Agenda item

AG/19/11 External Audit - Annual Audit Letter 2018/19


23.1.    It was confirmed that the Annual Audit Letter 2018/19 would be considered at the Audit & Governance Committee meeting in December 2019.


23.2.    The External Auditor, Ms Hanson, introduced the Audit Results Report which had been completed by Ernst & Young LLP and confirmed that an unqualified opinion of the financial statements had been achieved.


23.3.    Ms Hanson advised that key areas of focus for the audit of the Councils financial statements had been identified which included misstatements due to fraud or error (in which no errors had been identified) and incorrect capitalisation of revenue expenditure, in which an amendment had been required, although this hadn’t had any impact on the Council’s revenue and had not indicated any misreporting of the Council’s financial position.


23.4.    Specialists had been involved in the audit of the Pension Liability Valuation and the key judgements used by the actuary and how reasonable these were. Following the review, the draft Ipswich Borough Council Group Accounts had been amended to reflect changes in the company auditors assessment of Ipswich Buses Ltd.’s pension arrangements, as this had been re-defined as a defined contribution scheme. Therefore, as this was in line with Ernst & Youngs and the Council auditors assessments, there would now be a consistent treatment in the accounts of Ipswich Busses and of Ipswich Borough Council. In response to a question from Councillor Fisher, Ms Hanson confirmed that the change in definition of Ipswich Busses would not have any affect on the beneficiaries of the scheme.

▶ STATED TASK A:
In the audit minutes, which firm completed the Audit Results Report?
The listing after this has no connection to the audit minutes.

▶ Dataset records on object locations:
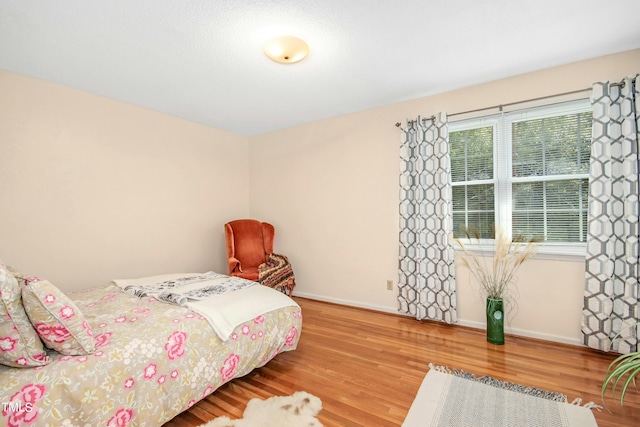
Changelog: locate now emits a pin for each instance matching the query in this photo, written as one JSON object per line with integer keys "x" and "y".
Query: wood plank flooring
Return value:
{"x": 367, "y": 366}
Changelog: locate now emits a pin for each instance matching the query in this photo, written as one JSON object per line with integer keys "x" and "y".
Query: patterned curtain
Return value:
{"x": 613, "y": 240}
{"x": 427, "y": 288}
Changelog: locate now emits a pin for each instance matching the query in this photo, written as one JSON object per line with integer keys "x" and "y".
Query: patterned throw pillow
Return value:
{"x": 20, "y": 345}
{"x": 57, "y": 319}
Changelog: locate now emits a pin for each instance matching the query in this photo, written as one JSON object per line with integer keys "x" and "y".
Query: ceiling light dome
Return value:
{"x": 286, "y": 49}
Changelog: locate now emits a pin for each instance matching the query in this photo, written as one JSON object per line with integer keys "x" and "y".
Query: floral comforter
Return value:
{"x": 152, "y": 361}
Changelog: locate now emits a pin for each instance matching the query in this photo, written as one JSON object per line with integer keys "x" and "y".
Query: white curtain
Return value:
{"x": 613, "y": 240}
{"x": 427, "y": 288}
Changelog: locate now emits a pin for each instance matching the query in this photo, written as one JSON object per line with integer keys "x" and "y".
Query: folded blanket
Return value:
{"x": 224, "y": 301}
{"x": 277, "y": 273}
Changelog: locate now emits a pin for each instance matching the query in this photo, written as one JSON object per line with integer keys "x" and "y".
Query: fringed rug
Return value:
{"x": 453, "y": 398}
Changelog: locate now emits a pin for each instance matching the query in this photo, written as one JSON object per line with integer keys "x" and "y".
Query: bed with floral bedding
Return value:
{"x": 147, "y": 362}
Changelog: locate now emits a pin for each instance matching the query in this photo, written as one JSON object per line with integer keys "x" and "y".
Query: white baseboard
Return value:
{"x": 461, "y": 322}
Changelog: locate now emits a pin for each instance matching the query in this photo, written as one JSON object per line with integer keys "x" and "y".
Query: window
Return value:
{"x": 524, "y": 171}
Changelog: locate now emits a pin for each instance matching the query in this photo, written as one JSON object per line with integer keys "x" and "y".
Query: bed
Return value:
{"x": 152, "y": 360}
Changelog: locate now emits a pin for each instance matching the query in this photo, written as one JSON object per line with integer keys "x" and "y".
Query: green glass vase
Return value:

▶ STATED TASK B:
Please extract every line of the listing that contains the string "patterned".

▶ CORRECT RESULT A:
Ernst & Young LLP

▶ CORRECT RESULT B:
Query: patterned curtain
Query: patterned throw pillow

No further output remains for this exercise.